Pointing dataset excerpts
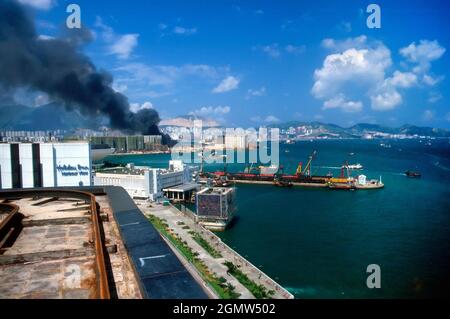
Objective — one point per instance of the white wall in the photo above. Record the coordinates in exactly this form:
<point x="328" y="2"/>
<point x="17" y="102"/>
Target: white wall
<point x="26" y="160"/>
<point x="5" y="166"/>
<point x="73" y="159"/>
<point x="48" y="168"/>
<point x="73" y="164"/>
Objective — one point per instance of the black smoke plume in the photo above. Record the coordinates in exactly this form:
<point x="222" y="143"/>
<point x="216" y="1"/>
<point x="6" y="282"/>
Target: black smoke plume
<point x="57" y="67"/>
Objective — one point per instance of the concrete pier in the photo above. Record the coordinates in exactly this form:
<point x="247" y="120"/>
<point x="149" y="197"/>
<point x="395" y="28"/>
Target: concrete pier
<point x="182" y="224"/>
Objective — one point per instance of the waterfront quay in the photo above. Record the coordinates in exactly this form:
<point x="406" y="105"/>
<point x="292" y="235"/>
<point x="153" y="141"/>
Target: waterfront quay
<point x="215" y="256"/>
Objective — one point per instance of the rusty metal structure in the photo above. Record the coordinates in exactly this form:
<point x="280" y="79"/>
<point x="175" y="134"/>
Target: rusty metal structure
<point x="12" y="227"/>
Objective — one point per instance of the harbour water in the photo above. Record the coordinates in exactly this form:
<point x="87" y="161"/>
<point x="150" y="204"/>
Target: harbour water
<point x="317" y="243"/>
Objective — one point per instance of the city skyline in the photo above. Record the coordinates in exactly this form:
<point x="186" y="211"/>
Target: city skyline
<point x="259" y="64"/>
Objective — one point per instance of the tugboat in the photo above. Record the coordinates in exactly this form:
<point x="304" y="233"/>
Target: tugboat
<point x="353" y="166"/>
<point x="413" y="174"/>
<point x="282" y="183"/>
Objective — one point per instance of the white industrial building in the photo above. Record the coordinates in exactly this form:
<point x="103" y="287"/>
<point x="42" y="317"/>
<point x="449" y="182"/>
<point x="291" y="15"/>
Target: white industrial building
<point x="28" y="165"/>
<point x="144" y="182"/>
<point x="238" y="141"/>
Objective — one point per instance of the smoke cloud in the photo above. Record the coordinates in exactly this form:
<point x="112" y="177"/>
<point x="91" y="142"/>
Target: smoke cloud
<point x="57" y="67"/>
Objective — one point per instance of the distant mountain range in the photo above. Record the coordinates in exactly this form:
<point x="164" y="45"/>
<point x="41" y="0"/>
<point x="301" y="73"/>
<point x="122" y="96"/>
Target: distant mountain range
<point x="53" y="116"/>
<point x="364" y="128"/>
<point x="188" y="121"/>
<point x="46" y="117"/>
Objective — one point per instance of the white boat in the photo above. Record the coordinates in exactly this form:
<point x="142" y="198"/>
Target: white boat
<point x="353" y="166"/>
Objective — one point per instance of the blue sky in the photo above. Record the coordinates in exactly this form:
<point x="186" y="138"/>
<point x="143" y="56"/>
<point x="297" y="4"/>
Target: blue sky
<point x="262" y="62"/>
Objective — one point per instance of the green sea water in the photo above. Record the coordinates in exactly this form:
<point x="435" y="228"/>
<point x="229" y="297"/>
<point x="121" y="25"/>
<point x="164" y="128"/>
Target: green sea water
<point x="317" y="243"/>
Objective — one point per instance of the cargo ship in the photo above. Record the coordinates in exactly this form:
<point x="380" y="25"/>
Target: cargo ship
<point x="274" y="175"/>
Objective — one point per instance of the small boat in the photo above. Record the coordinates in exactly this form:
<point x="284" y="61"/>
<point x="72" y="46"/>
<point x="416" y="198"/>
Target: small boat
<point x="353" y="166"/>
<point x="413" y="174"/>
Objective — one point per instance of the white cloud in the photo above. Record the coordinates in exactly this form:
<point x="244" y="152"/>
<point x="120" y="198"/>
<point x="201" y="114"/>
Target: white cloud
<point x="164" y="75"/>
<point x="119" y="87"/>
<point x="120" y="45"/>
<point x="355" y="43"/>
<point x="208" y="111"/>
<point x="428" y="115"/>
<point x="38" y="4"/>
<point x="422" y="55"/>
<point x="402" y="79"/>
<point x="425" y="52"/>
<point x="431" y="81"/>
<point x="136" y="107"/>
<point x="270" y="119"/>
<point x="386" y="100"/>
<point x="256" y="92"/>
<point x="227" y="84"/>
<point x="341" y="102"/>
<point x="342" y="73"/>
<point x="124" y="45"/>
<point x="41" y="99"/>
<point x="184" y="31"/>
<point x="434" y="97"/>
<point x="358" y="71"/>
<point x="295" y="49"/>
<point x="271" y="50"/>
<point x="162" y="26"/>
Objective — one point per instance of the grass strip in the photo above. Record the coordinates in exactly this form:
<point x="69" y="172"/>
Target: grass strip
<point x="259" y="291"/>
<point x="223" y="289"/>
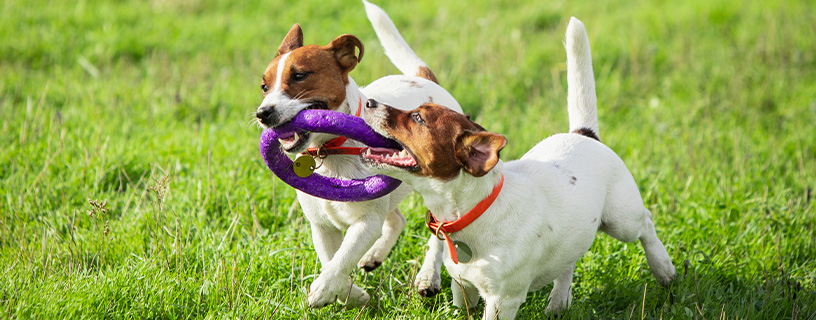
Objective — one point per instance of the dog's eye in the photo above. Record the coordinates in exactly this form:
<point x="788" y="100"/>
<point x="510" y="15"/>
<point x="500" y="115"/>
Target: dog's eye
<point x="417" y="118"/>
<point x="299" y="76"/>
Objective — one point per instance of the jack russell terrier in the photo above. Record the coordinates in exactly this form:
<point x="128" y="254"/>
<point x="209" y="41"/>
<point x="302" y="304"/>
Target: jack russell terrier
<point x="514" y="227"/>
<point x="316" y="77"/>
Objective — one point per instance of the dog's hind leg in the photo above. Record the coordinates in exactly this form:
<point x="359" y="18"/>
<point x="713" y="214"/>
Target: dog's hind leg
<point x="465" y="295"/>
<point x="429" y="278"/>
<point x="334" y="280"/>
<point x="561" y="295"/>
<point x="501" y="307"/>
<point x="391" y="230"/>
<point x="626" y="219"/>
<point x="656" y="255"/>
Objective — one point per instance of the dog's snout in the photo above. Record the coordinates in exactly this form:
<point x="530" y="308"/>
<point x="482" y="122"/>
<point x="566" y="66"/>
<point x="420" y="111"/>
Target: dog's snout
<point x="266" y="114"/>
<point x="371" y="103"/>
<point x="263" y="112"/>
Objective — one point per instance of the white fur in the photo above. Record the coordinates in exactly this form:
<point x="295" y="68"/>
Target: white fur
<point x="554" y="200"/>
<point x="581" y="100"/>
<point x="371" y="227"/>
<point x="395" y="46"/>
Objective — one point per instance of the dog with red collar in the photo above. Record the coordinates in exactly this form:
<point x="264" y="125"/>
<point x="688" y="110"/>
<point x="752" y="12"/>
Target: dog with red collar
<point x="304" y="77"/>
<point x="514" y="227"/>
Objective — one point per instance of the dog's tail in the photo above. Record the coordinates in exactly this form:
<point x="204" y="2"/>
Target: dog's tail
<point x="581" y="100"/>
<point x="395" y="46"/>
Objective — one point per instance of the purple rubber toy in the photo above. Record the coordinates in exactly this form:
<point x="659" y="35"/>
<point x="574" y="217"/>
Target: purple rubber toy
<point x="334" y="189"/>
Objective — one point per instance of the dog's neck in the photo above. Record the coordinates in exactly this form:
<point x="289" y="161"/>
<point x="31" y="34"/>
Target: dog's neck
<point x="353" y="98"/>
<point x="343" y="165"/>
<point x="449" y="200"/>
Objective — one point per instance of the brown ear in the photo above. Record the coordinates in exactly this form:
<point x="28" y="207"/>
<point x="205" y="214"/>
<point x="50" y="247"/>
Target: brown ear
<point x="478" y="151"/>
<point x="292" y="41"/>
<point x="345" y="52"/>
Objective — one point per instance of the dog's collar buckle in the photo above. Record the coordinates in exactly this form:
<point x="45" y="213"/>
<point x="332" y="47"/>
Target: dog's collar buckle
<point x="445" y="227"/>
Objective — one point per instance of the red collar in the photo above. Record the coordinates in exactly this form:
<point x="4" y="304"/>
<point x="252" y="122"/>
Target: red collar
<point x="446" y="227"/>
<point x="334" y="145"/>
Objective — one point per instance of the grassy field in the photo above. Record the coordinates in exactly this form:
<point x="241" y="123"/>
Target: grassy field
<point x="131" y="185"/>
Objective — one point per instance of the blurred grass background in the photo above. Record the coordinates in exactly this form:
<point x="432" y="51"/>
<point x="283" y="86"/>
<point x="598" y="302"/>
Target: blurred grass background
<point x="132" y="184"/>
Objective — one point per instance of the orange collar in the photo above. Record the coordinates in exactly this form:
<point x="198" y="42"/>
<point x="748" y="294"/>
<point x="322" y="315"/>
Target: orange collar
<point x="446" y="227"/>
<point x="334" y="145"/>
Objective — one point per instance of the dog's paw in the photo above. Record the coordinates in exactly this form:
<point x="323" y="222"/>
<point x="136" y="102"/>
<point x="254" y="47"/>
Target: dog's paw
<point x="555" y="308"/>
<point x="372" y="259"/>
<point x="428" y="284"/>
<point x="369" y="265"/>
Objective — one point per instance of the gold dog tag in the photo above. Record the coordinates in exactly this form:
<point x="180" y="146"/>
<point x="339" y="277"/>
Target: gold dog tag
<point x="463" y="252"/>
<point x="304" y="166"/>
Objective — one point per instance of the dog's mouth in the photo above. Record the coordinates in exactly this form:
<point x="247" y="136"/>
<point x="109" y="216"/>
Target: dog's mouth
<point x="293" y="141"/>
<point x="403" y="158"/>
<point x="319" y="105"/>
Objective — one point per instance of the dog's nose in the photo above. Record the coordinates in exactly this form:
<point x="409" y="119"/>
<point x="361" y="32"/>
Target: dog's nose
<point x="263" y="113"/>
<point x="371" y="103"/>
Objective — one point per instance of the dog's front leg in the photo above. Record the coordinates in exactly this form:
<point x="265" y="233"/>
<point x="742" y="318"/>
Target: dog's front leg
<point x="327" y="241"/>
<point x="429" y="279"/>
<point x="334" y="282"/>
<point x="392" y="228"/>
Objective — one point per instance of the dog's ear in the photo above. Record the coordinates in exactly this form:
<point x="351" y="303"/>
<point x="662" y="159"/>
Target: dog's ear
<point x="478" y="151"/>
<point x="345" y="51"/>
<point x="292" y="41"/>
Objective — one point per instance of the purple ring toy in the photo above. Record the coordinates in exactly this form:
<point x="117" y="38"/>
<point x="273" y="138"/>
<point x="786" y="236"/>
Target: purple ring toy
<point x="334" y="189"/>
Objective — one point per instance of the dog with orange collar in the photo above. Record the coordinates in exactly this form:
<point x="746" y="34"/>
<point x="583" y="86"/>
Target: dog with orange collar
<point x="515" y="227"/>
<point x="304" y="77"/>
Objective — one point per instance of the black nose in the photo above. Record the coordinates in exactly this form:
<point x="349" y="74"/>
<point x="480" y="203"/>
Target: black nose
<point x="267" y="116"/>
<point x="371" y="103"/>
<point x="263" y="113"/>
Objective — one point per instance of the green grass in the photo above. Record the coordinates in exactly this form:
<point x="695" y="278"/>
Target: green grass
<point x="146" y="106"/>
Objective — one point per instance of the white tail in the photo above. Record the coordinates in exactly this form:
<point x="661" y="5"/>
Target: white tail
<point x="395" y="46"/>
<point x="581" y="100"/>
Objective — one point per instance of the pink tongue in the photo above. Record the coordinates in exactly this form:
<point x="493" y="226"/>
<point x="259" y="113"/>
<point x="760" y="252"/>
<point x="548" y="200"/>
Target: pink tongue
<point x="288" y="137"/>
<point x="378" y="154"/>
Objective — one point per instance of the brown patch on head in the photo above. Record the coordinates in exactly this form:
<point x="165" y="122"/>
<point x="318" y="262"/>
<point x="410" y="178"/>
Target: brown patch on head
<point x="313" y="73"/>
<point x="425" y="72"/>
<point x="587" y="132"/>
<point x="443" y="141"/>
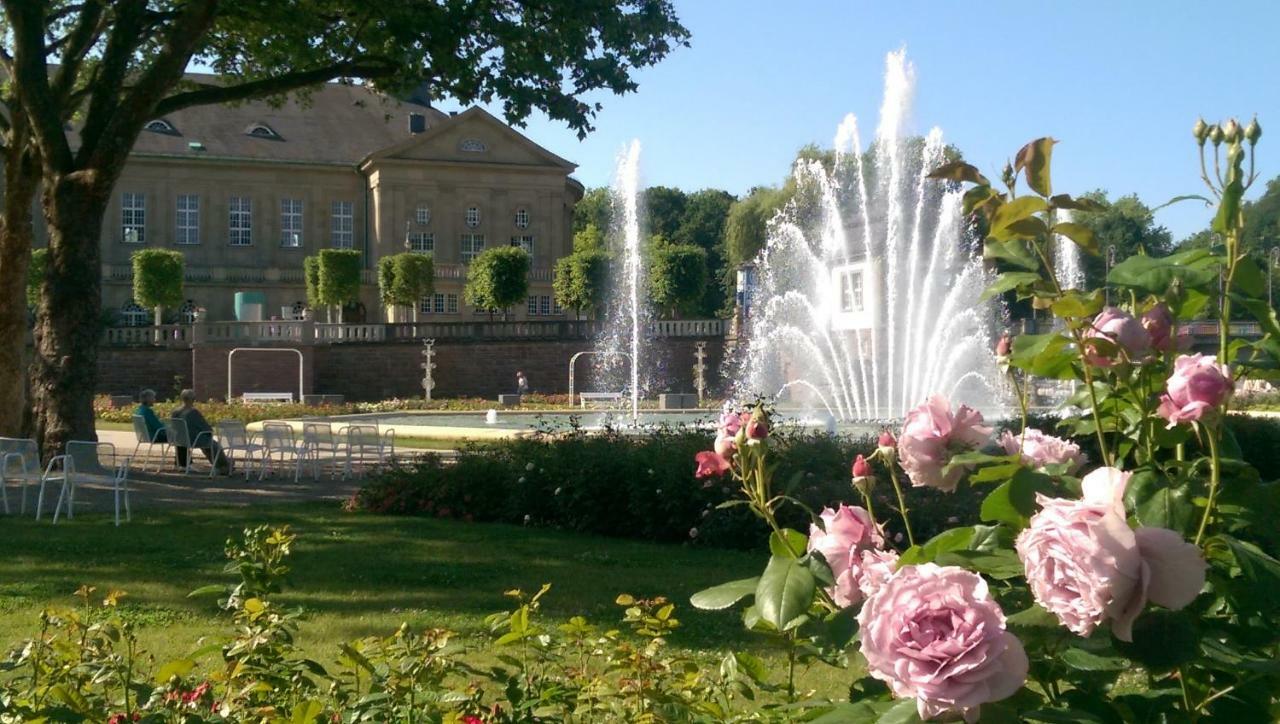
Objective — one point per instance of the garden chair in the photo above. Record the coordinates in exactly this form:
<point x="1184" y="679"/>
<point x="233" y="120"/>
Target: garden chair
<point x="179" y="436"/>
<point x="80" y="464"/>
<point x="366" y="445"/>
<point x="19" y="462"/>
<point x="318" y="438"/>
<point x="237" y="445"/>
<point x="140" y="431"/>
<point x="278" y="440"/>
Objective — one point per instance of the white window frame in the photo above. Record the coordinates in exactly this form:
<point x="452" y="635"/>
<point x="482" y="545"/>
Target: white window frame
<point x="342" y="224"/>
<point x="421" y="242"/>
<point x="187" y="219"/>
<point x="133" y="216"/>
<point x="470" y="246"/>
<point x="291" y="224"/>
<point x="240" y="221"/>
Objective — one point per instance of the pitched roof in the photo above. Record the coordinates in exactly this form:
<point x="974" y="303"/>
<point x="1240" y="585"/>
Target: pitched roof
<point x="337" y="124"/>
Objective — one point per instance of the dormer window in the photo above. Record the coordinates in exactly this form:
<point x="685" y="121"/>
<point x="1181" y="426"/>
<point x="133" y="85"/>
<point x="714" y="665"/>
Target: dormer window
<point x="161" y="125"/>
<point x="261" y="131"/>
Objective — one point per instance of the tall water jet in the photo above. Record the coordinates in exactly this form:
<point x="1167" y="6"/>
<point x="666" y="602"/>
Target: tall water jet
<point x="868" y="285"/>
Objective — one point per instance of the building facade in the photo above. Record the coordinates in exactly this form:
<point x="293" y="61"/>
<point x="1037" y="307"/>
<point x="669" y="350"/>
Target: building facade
<point x="246" y="192"/>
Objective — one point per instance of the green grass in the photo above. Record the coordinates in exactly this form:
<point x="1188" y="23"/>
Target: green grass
<point x="360" y="574"/>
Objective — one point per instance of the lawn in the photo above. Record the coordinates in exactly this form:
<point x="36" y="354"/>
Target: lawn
<point x="359" y="574"/>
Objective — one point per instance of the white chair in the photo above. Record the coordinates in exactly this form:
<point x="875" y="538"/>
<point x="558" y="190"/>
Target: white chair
<point x="237" y="445"/>
<point x="278" y="440"/>
<point x="82" y="463"/>
<point x="19" y="462"/>
<point x="146" y="438"/>
<point x="365" y="445"/>
<point x="318" y="439"/>
<point x="179" y="436"/>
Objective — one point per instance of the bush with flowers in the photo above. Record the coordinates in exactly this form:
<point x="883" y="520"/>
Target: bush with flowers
<point x="1134" y="581"/>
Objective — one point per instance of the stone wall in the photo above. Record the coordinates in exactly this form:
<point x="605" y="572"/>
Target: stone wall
<point x="389" y="370"/>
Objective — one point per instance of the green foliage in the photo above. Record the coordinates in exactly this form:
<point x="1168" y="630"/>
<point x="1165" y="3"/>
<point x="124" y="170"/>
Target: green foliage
<point x="338" y="276"/>
<point x="158" y="278"/>
<point x="498" y="278"/>
<point x="36" y="274"/>
<point x="677" y="276"/>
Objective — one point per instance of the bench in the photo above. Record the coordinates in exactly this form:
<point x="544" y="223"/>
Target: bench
<point x="593" y="397"/>
<point x="266" y="397"/>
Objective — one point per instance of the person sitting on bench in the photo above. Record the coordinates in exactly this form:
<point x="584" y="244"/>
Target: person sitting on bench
<point x="199" y="429"/>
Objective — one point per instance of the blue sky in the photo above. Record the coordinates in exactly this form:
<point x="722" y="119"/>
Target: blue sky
<point x="1119" y="83"/>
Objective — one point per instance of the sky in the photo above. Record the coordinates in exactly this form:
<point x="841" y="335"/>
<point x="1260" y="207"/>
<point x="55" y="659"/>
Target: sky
<point x="1118" y="83"/>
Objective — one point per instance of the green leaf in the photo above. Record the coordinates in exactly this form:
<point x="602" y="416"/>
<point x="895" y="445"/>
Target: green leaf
<point x="1033" y="160"/>
<point x="959" y="172"/>
<point x="1009" y="280"/>
<point x="718" y="598"/>
<point x="791" y="544"/>
<point x="1087" y="661"/>
<point x="785" y="592"/>
<point x="1078" y="233"/>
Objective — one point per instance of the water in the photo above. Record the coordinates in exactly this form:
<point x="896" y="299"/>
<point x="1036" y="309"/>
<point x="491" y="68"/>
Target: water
<point x="867" y="301"/>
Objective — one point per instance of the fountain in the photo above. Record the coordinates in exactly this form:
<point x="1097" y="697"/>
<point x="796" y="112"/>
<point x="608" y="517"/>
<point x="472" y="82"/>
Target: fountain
<point x="867" y="293"/>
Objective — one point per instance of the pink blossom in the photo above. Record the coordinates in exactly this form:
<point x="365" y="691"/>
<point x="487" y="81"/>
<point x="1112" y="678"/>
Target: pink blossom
<point x="1198" y="384"/>
<point x="1120" y="329"/>
<point x="711" y="464"/>
<point x="931" y="434"/>
<point x="935" y="633"/>
<point x="1086" y="566"/>
<point x="1040" y="449"/>
<point x="845" y="534"/>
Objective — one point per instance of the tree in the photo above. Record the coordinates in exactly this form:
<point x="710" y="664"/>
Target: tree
<point x="677" y="276"/>
<point x="594" y="210"/>
<point x="158" y="276"/>
<point x="581" y="280"/>
<point x="115" y="65"/>
<point x="497" y="279"/>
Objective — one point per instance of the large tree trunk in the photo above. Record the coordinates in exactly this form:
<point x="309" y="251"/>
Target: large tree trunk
<point x="64" y="370"/>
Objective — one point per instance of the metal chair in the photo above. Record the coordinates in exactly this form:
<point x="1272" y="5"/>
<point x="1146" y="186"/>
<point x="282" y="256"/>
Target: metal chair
<point x="365" y="444"/>
<point x="237" y="444"/>
<point x="146" y="438"/>
<point x="82" y="463"/>
<point x="278" y="440"/>
<point x="179" y="436"/>
<point x="19" y="462"/>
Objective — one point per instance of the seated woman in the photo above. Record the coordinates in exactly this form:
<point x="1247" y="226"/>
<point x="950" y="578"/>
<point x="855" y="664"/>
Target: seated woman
<point x="199" y="429"/>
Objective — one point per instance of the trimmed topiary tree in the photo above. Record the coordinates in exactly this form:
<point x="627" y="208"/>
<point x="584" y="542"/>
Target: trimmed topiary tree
<point x="338" y="278"/>
<point x="158" y="276"/>
<point x="497" y="279"/>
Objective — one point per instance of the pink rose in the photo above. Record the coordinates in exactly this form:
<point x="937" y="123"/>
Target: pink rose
<point x="935" y="633"/>
<point x="1040" y="449"/>
<point x="1119" y="328"/>
<point x="1198" y="384"/>
<point x="931" y="434"/>
<point x="711" y="464"/>
<point x="845" y="534"/>
<point x="1084" y="564"/>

Your instructions> Write out exactly the lines from the line holding "Objective — one point per instance of the trimmed" through the last line of the data, and nothing besides those lines.

Response for this exercise>
Objective — one point per instance of the trimmed topiary tree in the photo above. Record the coordinates in exactly this form:
<point x="627" y="208"/>
<point x="584" y="542"/>
Target: trimmed topiary tree
<point x="338" y="278"/>
<point x="158" y="276"/>
<point x="497" y="279"/>
Objective — one point per instance of the pink rose in the photo above. Record the coordinates in exactly this form:
<point x="937" y="123"/>
Target: pink rose
<point x="935" y="633"/>
<point x="1040" y="449"/>
<point x="1119" y="328"/>
<point x="1198" y="384"/>
<point x="931" y="434"/>
<point x="711" y="464"/>
<point x="845" y="534"/>
<point x="1084" y="564"/>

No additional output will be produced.